Goal of the exercise: Revise the data below by changing every "metal" to "steel", leaving everything else as it is.

Labeled box data:
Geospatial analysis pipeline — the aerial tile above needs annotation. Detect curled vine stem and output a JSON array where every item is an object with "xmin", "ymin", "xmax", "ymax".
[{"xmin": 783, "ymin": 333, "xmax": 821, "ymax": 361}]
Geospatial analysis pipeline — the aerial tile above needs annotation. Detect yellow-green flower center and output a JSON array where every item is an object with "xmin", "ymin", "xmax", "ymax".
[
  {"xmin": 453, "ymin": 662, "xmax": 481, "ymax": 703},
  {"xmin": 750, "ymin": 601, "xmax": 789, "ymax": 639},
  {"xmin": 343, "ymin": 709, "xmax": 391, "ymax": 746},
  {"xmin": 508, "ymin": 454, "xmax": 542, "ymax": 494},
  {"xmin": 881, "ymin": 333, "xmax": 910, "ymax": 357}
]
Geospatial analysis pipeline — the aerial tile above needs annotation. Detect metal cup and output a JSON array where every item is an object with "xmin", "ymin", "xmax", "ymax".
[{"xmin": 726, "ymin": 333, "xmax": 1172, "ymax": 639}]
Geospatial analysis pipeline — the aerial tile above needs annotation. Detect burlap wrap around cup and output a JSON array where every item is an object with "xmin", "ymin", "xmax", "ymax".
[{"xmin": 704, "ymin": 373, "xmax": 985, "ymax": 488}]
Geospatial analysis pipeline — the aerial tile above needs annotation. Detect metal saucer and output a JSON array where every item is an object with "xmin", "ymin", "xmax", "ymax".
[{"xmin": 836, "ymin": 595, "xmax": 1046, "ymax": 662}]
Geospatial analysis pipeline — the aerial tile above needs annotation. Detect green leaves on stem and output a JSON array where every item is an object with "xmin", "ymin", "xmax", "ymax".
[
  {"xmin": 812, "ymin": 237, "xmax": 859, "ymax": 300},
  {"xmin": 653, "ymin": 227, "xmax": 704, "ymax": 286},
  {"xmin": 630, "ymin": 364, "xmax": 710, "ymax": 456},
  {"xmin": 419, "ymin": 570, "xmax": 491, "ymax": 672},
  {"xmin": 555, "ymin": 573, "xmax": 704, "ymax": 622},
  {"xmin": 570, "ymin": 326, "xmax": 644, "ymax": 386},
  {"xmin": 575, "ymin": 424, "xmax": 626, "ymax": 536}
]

Full response:
Geospatial analysis pipeline — the aerial tile above needs annotation. Detect curled vine stem and output a JSON array where every item is an object with "xmin", "ymin", "xmax", "ymax".
[{"xmin": 783, "ymin": 333, "xmax": 821, "ymax": 361}]
Geospatial analysis pipeline — the aerial tile above needs annotation. Detect yellow-green flower center and output a JSON array where every item is an object with "xmin", "ymin", "xmax", "ymax".
[
  {"xmin": 453, "ymin": 662, "xmax": 481, "ymax": 703},
  {"xmin": 750, "ymin": 601, "xmax": 789, "ymax": 639},
  {"xmin": 343, "ymin": 709, "xmax": 391, "ymax": 746},
  {"xmin": 508, "ymin": 454, "xmax": 542, "ymax": 494},
  {"xmin": 881, "ymin": 333, "xmax": 910, "ymax": 357}
]
Geospatial analysis pipeline — the aerial tile above needs annotation. Detect steel cup and output a JSON array where every item is an object with "xmin", "ymin", "xmax", "ymax".
[{"xmin": 726, "ymin": 333, "xmax": 1172, "ymax": 639}]
Geospatial analysis pipeline — the aerial tile above needs annotation. Detect burlap wrap around cup and output a JSON array where every item is an object with "xmin", "ymin", "xmax", "ymax".
[{"xmin": 704, "ymin": 373, "xmax": 985, "ymax": 488}]
Geospatial analysis pipeline — the aerial tile above needs annotation. Detect steel saucer and output a JSON array where every item is an object with "xmin", "ymin", "xmax", "ymax".
[{"xmin": 836, "ymin": 595, "xmax": 1046, "ymax": 662}]
Geospatial analysis pipeline — the aerial tile above needs annotation. Detect green leaves on stem and output a JSON array where every item is an object with "xmin", "ymin", "xmax", "ymax".
[
  {"xmin": 812, "ymin": 237, "xmax": 859, "ymax": 300},
  {"xmin": 653, "ymin": 227, "xmax": 704, "ymax": 286},
  {"xmin": 630, "ymin": 364, "xmax": 710, "ymax": 456},
  {"xmin": 419, "ymin": 570, "xmax": 491, "ymax": 672},
  {"xmin": 555, "ymin": 573, "xmax": 704, "ymax": 622},
  {"xmin": 570, "ymin": 326, "xmax": 644, "ymax": 386},
  {"xmin": 575, "ymin": 424, "xmax": 626, "ymax": 536}
]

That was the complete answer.